* _Your instructions_: Omit every picture while repeating the entries exactly.

* _Data to use_:
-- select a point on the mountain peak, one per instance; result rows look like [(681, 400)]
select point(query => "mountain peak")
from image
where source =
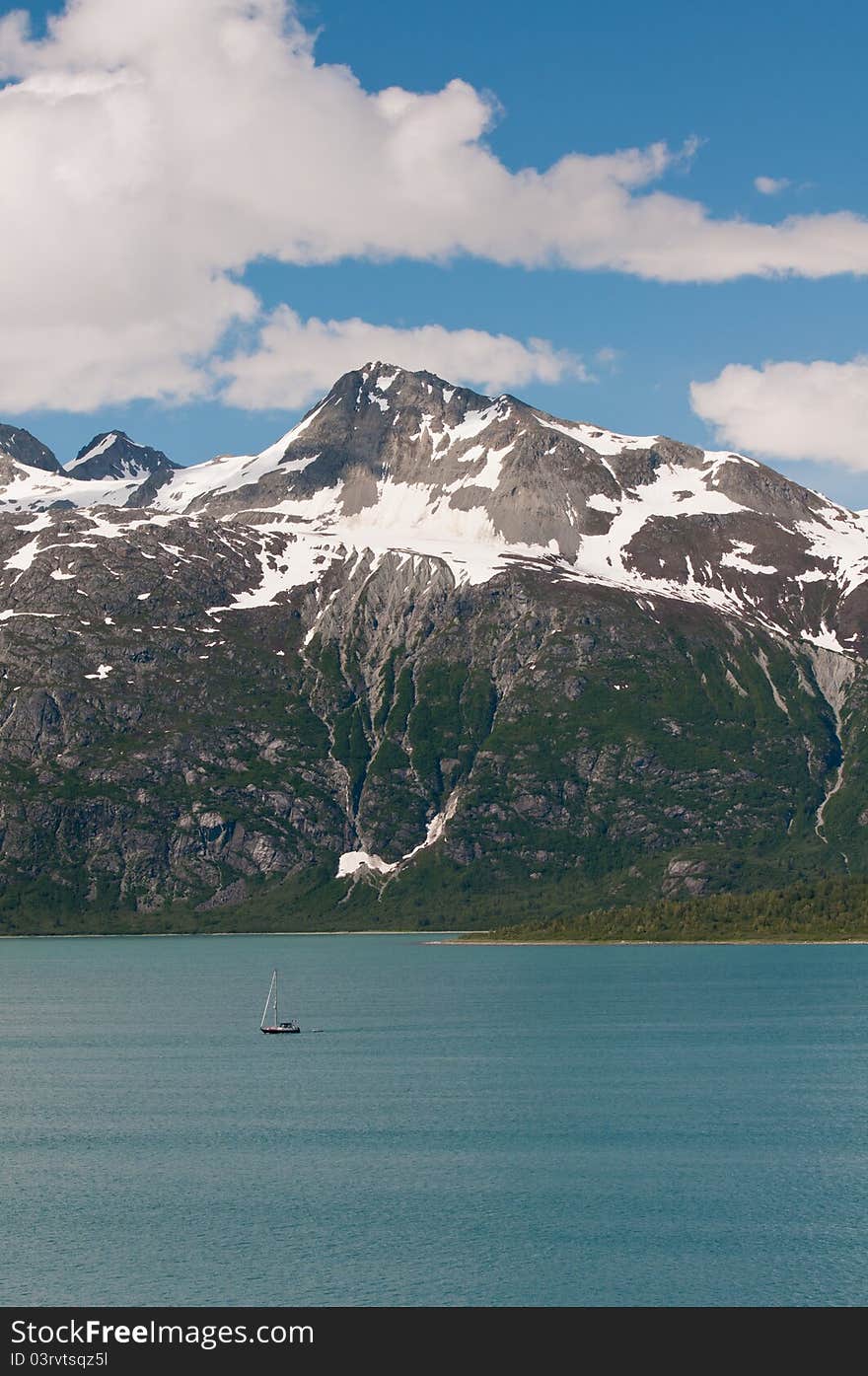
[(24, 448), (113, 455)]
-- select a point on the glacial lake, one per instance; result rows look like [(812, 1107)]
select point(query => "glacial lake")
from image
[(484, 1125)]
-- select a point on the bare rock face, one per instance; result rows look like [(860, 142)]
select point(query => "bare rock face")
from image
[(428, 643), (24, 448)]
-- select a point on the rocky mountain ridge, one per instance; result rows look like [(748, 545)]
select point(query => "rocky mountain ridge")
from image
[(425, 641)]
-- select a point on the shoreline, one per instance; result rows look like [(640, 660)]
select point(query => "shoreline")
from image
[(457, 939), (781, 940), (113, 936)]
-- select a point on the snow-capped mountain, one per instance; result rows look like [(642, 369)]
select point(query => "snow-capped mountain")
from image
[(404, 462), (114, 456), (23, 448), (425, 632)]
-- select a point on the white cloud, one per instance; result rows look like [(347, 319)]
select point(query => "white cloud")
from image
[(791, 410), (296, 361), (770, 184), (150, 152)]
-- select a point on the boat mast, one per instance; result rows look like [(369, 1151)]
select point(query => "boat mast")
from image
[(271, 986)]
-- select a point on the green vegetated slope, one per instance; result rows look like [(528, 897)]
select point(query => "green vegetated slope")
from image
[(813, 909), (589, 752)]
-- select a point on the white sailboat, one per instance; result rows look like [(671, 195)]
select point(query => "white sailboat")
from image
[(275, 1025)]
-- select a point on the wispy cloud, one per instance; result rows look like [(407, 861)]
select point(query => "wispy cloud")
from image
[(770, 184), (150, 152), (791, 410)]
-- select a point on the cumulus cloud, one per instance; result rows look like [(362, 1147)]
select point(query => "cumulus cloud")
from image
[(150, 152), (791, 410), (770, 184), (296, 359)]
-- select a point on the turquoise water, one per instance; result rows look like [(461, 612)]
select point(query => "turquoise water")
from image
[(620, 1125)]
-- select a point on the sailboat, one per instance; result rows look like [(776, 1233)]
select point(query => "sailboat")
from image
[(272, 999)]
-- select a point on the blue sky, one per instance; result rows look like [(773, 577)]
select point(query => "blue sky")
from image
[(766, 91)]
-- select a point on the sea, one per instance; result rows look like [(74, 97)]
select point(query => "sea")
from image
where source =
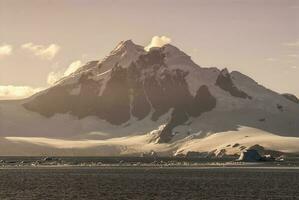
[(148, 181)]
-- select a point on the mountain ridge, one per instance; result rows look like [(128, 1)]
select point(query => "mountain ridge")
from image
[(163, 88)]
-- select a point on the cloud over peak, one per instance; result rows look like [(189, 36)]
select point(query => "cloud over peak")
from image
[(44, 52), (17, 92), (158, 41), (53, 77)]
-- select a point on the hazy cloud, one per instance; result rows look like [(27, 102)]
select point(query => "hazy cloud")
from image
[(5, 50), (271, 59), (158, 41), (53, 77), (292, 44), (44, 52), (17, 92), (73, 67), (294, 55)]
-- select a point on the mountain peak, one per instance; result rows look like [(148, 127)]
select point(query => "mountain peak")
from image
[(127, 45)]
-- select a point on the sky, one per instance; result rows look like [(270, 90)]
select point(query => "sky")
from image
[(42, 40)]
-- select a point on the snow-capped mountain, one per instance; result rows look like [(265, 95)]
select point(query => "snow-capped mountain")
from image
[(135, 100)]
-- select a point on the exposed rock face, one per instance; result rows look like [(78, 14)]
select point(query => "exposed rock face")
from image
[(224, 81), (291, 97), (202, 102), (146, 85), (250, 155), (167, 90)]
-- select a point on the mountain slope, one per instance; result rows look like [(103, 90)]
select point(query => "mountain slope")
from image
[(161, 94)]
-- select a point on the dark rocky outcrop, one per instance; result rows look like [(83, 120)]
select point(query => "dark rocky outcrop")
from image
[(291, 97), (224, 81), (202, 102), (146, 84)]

* _Result for this task_:
-- select a point on the mountain peak, one per instance; result rows look like [(681, 400)]
select point(query => "mountain peak")
from image
where source =
[(24, 448), (113, 455)]
-- select a point on the glacial lake, one per instance; result rows look like [(812, 1107)]
select point(query => "glacial lake")
from image
[(484, 1125)]
-- select a point on the bare rock face, one per instance; result rows look like [(860, 142)]
select point(query => "bare rock face")
from image
[(428, 643), (24, 448)]
-- select a point on the rocky mountain ridge, one per instance; result rows look like [(748, 545)]
select point(query => "rocky mountain ridge")
from image
[(425, 641)]
-- select a point on the shoreline, one per instance; result rows look like [(640, 660)]
select point(query => "shoreline")
from image
[(457, 939), (781, 940), (113, 936)]
-- select a point on the snow-capped mountain, one per instance; result rows look like [(642, 369)]
select point(query => "snow-capped mountain")
from image
[(404, 462), (114, 456), (23, 448), (425, 632)]
-- select a point on the white cloud, one per instance; result rows look like [(347, 319)]
select point(query => "white cloud")
from image
[(791, 410), (296, 361), (770, 184), (150, 152)]
-- select a point on the boat mast, one per instance; result rows look like [(369, 1151)]
select point(query => "boat mast")
from image
[(271, 986)]
-- select a point on the green vegetated slope, one per instance; result rows look like [(528, 897)]
select point(query => "green vegetated slope")
from image
[(813, 909), (589, 752)]
-- select a point on the white sailboat, one per instance; result rows look like [(671, 195)]
select point(query => "white sailboat")
from image
[(275, 1025)]
-- select a point on the wispy cloud, one per instance; result rows look like [(407, 861)]
select point(query => "wispy cloud")
from image
[(770, 184), (150, 152), (791, 410)]
-- select a point on the cumulus cloud, one per instance; result rows look like [(362, 1147)]
select point(query => "cumulus cloud")
from image
[(150, 152), (791, 410), (770, 184), (296, 359)]
-- select a point on the turquoise water, one per instance; result rows look like [(461, 612)]
select point(query => "turquoise water")
from image
[(620, 1125)]
-- select a point on the sailboat, one per instance; result rows look like [(776, 1233)]
select point(query => "sailboat")
from image
[(272, 999)]
-- select a point on the blue sky, one per instance; result rows look like [(773, 577)]
select point(query => "blue sky")
from image
[(766, 91)]
-- select a point on the sea, one per instance; result rows look like [(74, 97)]
select point(query => "sea")
from image
where source =
[(148, 181)]
-- select a point on the mountain ridge, one per instance; result rows look like [(128, 1)]
select point(query => "mountain ridge")
from image
[(163, 88)]
-- select a point on the cloud over peak, one per instance; result rows look like [(189, 36)]
select point(query => "cloud over peak")
from image
[(44, 52), (17, 92), (158, 41), (53, 77)]
-- select a point on the hazy cloud, one per instance; result rows look like [(27, 102)]
select point(query => "hazy cloud")
from image
[(5, 50), (271, 59), (158, 41), (53, 77), (292, 44), (44, 52), (17, 92), (73, 67), (294, 55)]
-- select a point on the mountain peak, one per instance; result rows look like [(148, 127)]
select point(query => "mountain peak")
from image
[(127, 45)]
-- select a point on the sky, one per instance; result rows look like [(270, 90)]
select point(query => "sky")
from image
[(42, 40)]
-- select a point on the snow-capped mountain, one per instance; result rows look like [(265, 95)]
select point(query => "snow-capped mountain")
from image
[(135, 100)]
-- select a point on the exposed rock face, one per instance; result rows look like [(78, 14)]
select point(query => "exposed rock face")
from image
[(224, 81), (291, 97), (202, 102), (146, 85), (250, 155), (167, 90)]
-- select a point on the mountain slope, one per instance; result rows look like [(103, 90)]
select point(query => "mountain slope")
from image
[(161, 94)]
-- select a point on the dark rocky outcrop, one per instance; result rows look like [(83, 120)]
select point(query => "dark rocky outcrop")
from image
[(291, 97), (224, 81), (202, 102), (146, 84)]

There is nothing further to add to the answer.